> **Task**:
In the Alaris announcement, on what date did the Partial PFGP Repurchase close?

> **Text extract**:
★ ★ ★ ★ ★ ★ ★

CALGARY, Alberta, May 17, 2018 (GLOBE NEWSWIRE) -- Alaris Royalty Corp. ("Alaris" or the "Corporation") (TSX:AD)
is announcing today that Labstat LP and its affiliates (collectively “Labstat”) have entered into a purchase and sale agreement
(“PSA”), with a third party (the “Third Party”), pursuant to which the Third Party will acquire Labstat (the “Labstat Sale”).
The Labstat Sale will result in a repurchase (the “Labstat Repurchase”) of all of the units Alaris holds in Labstat (the “Labstat
Units”) and Alaris receiving gross proceeds of $69.63 million (the “Labstat Gross Proceeds”). However, the Labstat Sale is
subject to customary closing conditions and is expected to close by the end of May or early June, 2018. Alaris is also
announcing today that PF Growth Partners LLC (“PFGP”) has repurchased 48% of the units (the “PFGP Units”) Alaris holds in PFGP (the
“Partial PFGP Repurchase”) for US$25.00 million (the “PFGP Gross Proceeds”), which is a 30% premium to Alaris’ cost. The
Partial PFGP Repurchase closed on May 11, 2018 and the PFGP Gross Proceeds will go towards debt reduction.

★ ★ ★ ★ ★ ★ ★

> **Information given**:
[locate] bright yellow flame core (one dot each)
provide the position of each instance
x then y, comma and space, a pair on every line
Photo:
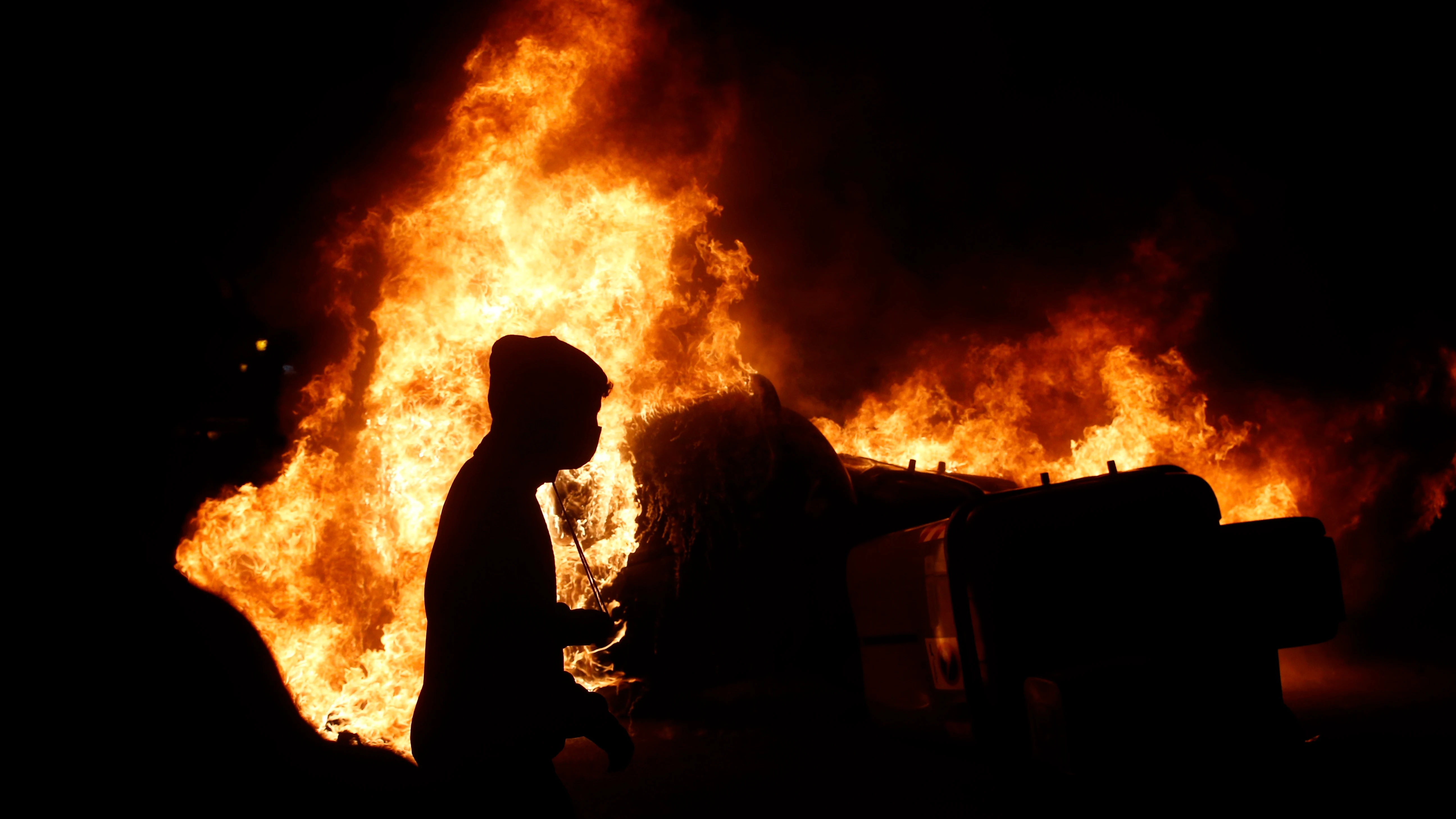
330, 560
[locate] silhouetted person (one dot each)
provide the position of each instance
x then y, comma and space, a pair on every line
497, 706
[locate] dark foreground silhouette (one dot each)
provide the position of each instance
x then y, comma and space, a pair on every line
497, 706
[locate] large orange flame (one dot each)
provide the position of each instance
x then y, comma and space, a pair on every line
504, 237
1082, 369
330, 560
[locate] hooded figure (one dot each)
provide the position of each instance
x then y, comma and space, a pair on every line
497, 704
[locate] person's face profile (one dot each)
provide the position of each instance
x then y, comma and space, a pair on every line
580, 436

★ ★ ★ ★ ★ ★ ★

> **Exercise response**:
May 11, 2018